_ASSIGNMENT_
Answer these questions using the article on the Sotheby's Caravaggio claim:
1. What estimate was given for The Card Sharps at Sotheby's Olympia in December 2006?
2. At what value did the export licence put the painting?
3. Which scholar do Sotheby's name as supporting their view?

_PAGE EXCERPT_

:::::

Sotheby’s have issued a defence in response to a High Court claim made over a work sold at auction which was attributed to a ‘follower’ of Caravaggio.
The version of The Card Sharps
offered at Sotheby's Olympia in December 2006 was estimated at
£20,000-30,000 and sold for £42,000 to the late collector and art
historian Sir Denis Mahon, who died aged 100 in 2011.
In 2007, Sir Denis identified the picture as
an original Caravaggio and acquired an export licence, which valued
it at £10m, to allow it to be shown at an exhibition in Italy.
The High Court claim, filed at the end of
last month, has been made by the vendor at the Olympia sale,
Lancelot William Thwaytes, a descendant of Surgeon Captain W. G.
Thwaytes, who had acquired Caravaggio's original of The
Musicians in 1947 which he sold to the Metropolitan
Museum in New York in 1952.
The claim states that the auctioneers
"failed to carry out appropriate research" and seeks unspecified
damages relating to the price difference between the hammer price
of £42,000 and "the true open market value of the painting in
2006".
Sotheby's, however, are confident that their
cataloguing was correct and have issued a statement saying they
remain of the view that "the painting is a copy and not an
autograph work by Caravaggio".
While the Thwaytes claim lists a number of
art historians who have lent their support to Sir Denis Mahon's
attribution - they include Antonio Paolucci, the director of the
Vatican Museums - Sotheby's maintain that their view "is supported
by the eminent Caravaggio scholar Professor Richard Spear, as well
as by several other leading experts in the field".
News of the claim came at the same time as
it emerged that Sir Denis had left his extensive collection of Old
Master paintings to the nation on condition that they must remain
free to view and never be sold. However, the bequest does not
include the painting subject to this High Court action.

:::::

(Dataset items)
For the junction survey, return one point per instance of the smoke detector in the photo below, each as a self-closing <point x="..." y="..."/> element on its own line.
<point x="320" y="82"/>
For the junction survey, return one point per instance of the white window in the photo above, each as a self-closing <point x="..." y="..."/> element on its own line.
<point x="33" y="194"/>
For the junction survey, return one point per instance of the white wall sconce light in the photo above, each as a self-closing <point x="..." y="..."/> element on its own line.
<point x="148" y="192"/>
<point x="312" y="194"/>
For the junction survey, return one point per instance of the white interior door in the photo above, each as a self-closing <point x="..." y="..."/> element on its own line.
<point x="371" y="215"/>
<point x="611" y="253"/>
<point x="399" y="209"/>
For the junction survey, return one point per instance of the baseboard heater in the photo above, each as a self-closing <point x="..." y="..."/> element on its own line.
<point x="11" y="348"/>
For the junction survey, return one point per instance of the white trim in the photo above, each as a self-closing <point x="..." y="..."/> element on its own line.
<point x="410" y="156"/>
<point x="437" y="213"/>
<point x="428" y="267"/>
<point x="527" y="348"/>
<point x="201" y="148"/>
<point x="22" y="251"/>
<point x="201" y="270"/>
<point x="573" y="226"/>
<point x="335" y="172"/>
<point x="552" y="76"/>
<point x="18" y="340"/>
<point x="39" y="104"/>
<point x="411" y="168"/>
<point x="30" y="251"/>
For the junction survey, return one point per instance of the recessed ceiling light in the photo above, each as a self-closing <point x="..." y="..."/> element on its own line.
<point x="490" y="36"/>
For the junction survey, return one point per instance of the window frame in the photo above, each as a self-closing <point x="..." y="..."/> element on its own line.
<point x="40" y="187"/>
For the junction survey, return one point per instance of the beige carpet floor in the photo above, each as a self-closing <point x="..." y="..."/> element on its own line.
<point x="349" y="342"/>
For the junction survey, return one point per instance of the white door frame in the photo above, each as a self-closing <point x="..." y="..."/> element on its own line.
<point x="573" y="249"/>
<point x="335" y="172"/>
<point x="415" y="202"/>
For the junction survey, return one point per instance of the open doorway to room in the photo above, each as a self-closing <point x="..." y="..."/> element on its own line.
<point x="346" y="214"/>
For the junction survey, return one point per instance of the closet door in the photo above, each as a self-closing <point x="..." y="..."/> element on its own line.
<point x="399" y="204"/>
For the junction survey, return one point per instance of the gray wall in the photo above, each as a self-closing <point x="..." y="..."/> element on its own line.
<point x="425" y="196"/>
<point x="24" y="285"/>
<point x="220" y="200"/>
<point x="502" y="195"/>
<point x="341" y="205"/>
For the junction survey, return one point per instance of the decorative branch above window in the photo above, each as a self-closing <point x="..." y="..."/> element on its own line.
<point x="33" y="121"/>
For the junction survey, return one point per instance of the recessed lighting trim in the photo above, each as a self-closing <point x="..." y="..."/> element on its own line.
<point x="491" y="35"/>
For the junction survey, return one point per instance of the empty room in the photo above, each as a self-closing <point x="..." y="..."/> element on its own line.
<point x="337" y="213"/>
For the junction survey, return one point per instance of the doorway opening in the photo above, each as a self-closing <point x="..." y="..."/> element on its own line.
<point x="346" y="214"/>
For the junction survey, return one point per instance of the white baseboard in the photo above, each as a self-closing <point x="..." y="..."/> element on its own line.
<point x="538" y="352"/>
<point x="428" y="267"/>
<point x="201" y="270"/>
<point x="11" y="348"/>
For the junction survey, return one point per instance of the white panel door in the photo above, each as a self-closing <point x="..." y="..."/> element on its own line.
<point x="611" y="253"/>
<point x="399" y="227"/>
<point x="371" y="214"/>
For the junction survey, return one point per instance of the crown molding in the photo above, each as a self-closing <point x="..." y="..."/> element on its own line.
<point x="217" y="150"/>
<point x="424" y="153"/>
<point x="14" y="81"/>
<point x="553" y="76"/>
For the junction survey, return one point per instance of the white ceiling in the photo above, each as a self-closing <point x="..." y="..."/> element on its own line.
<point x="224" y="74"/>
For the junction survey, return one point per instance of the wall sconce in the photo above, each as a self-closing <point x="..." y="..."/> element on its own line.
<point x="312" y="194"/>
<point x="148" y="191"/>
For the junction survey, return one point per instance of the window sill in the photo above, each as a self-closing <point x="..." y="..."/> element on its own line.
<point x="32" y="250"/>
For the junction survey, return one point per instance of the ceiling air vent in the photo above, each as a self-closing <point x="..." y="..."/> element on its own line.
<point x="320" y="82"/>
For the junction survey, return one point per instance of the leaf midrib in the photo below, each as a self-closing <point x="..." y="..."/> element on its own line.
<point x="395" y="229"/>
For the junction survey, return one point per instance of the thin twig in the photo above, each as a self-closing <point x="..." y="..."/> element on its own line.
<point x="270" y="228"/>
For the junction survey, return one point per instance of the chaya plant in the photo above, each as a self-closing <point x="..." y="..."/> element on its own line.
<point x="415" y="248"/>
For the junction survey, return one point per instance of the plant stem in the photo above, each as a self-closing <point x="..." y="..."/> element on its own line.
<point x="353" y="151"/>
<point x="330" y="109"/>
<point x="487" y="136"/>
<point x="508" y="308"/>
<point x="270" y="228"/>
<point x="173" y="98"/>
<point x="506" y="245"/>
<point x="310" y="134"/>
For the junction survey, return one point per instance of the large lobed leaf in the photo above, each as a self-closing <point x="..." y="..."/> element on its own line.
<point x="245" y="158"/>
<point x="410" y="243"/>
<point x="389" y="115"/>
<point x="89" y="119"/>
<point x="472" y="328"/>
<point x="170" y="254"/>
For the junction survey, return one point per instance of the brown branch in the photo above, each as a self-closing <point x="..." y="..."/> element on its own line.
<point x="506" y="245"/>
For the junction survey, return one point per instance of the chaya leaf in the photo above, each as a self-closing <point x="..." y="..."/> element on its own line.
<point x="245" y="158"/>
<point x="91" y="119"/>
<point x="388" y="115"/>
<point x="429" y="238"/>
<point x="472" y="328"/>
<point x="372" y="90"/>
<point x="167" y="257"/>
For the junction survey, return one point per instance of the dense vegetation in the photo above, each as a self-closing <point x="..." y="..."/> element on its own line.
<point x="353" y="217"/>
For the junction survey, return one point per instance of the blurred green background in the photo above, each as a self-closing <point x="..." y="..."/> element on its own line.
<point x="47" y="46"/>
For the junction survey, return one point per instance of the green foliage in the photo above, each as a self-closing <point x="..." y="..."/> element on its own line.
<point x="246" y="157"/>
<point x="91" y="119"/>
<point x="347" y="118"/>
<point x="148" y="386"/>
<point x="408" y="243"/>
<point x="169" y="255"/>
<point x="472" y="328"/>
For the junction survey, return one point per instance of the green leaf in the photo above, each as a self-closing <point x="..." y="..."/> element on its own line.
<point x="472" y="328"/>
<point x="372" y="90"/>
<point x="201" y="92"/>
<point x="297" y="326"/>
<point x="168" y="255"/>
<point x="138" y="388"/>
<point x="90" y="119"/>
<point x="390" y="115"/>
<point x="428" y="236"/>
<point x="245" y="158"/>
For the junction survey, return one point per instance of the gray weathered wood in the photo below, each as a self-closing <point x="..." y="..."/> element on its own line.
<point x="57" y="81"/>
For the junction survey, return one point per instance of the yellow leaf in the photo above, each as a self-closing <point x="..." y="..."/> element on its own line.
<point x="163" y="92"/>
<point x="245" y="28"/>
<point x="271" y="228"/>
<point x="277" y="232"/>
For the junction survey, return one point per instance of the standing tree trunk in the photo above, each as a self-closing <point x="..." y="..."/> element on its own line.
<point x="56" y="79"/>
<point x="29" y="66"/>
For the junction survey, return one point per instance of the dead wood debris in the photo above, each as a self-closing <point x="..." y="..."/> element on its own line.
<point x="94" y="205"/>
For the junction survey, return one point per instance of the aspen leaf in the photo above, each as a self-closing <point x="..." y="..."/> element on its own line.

:::::

_SOLUTION_
1. £20,000-30,000
2. £10m
3. Professor Richard Spear